Alice in Wonderland
There is a divergence between financial market volatility and the stability of the macro-economic data. This is both a reassuring and a worrying sign, depending on the approach to the economic and financial systems. Although, as is often said, the financial markets have anticipated 15 of the last 10 recessions, it is fair to include changes in financial market trends in the macroeconomic scenario. In particular, in this issue of Investor Insights we will see that the rise in interest rates that caused the equity market correction at the beginning of February can strongly influence the growth trajectory of an economy. Interest rates affect an economy via three different channels - we will explore all of them in the second part of this article.
Let's start by looking at the global economic situation. All the surveys carried out at the beginning of this year reflect a high level of confidence in the future. This is true for both consumers and entrepreneurs. The moderate optimism that accompanied the economic recovery is gradually turning into unequivocal optimism.
Unemployment rates are continuing to fall in the major economies and, despite some already very low rates, job creation remains strong. This favourable environment gives confidence to consumers who believe in a bright future.
For entrepreneurs, the sentiment is also positive. The order books are well filled, leading indicators are at high levels - and all of this is backed up by solid economic data. Last year, global growth was strong (+3.7%). Industrial production has strengthened overall; the rate of capital utilisation is steadily increasing, and an investment cycle is starting to take shape. All of this translates into higher company earnings.
In this economic paradise, however, some data is showing signs of fatigue. Nothing very worrying at this point, but it indicates that the business cycle is changing as time passes. It is now in its late phase and is becoming more fragile.
The situation is very similar in the United States and Europe. Against solid data, economic growth forecasts have been revised upwards for 2018 and 2019. China is slowing down nicely, as planned. As the government announced, growth should be around 6.5% this year. Finally, Japan remained true to itself, remaining weak but stable.
If the situation described above is correct, it is almost impossible not to be positive about the future of economies and financial markets. However, good economic data at the end of a business cycle is often synonymous with nascent inflationary pressures and rising interest rates. This logical consequence worries investors and was the cause of the financial market correction observed in February. We will return to this in more detail in the second part of the article.
In addition to rising interest rates, two political events recently disturbed investors' peace of mind: the Italian elections gave victory to populist parties and President Trump announced a plan to impose tariffs on steel and aluminium imports.

## Work order 1
Echo the entire listing below line for line, keeping every character unchanged.
The economic outlook article and the listing come from unrelated sources.

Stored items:

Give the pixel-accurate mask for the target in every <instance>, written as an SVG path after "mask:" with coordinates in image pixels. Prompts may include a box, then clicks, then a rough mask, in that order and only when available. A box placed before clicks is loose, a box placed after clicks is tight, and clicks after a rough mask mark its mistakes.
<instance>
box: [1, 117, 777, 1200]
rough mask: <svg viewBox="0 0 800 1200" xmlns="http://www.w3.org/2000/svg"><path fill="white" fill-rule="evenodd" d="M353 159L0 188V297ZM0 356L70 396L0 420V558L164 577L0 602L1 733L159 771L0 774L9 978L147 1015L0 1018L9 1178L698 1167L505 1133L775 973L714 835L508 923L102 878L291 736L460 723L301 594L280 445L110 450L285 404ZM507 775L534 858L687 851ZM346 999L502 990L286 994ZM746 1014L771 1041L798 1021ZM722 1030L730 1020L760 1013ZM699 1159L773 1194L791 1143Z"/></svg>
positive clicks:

## Work order 2
Duplicate the economic outlook article word for word from "If the situation" to "and aluminium imports.".

## Your response 1
Give the pixel-accurate mask for the target in every <instance>, written as an SVG path after "mask:" with coordinates in image pixels. Prompts may include a box, then clicks, then a rough mask, in that order and only when available. A box placed before clicks is loose, a box placed after clicks is tight, and clicks after a rough mask mark its mistakes.
<instance>
box: [1, 117, 777, 1200]
rough mask: <svg viewBox="0 0 800 1200" xmlns="http://www.w3.org/2000/svg"><path fill="white" fill-rule="evenodd" d="M353 159L0 188V297ZM0 356L70 396L0 420V558L164 577L0 602L1 733L159 771L0 774L9 978L147 1015L0 1018L9 1178L698 1167L505 1133L775 973L714 835L508 923L102 878L291 736L460 723L301 594L280 445L110 450L285 404ZM507 775L534 858L687 851ZM346 999L502 990L286 994ZM746 1014L771 1041L798 1021ZM722 1030L730 1020L760 1013ZM699 1159L773 1194L791 1143Z"/></svg>
positive clicks:

## Your response 2
If the situation described above is correct, it is almost impossible not to be positive about the future of economies and financial markets. However, good economic data at the end of a business cycle is often synonymous with nascent inflationary pressures and rising interest rates. This logical consequence worries investors and was the cause of the financial market correction observed in February. We will return to this in more detail in the second part of the article.
In addition to rising interest rates, two political events recently disturbed investors' peace of mind: the Italian elections gave victory to populist parties and President Trump announced a plan to impose tariffs on steel and aluminium imports.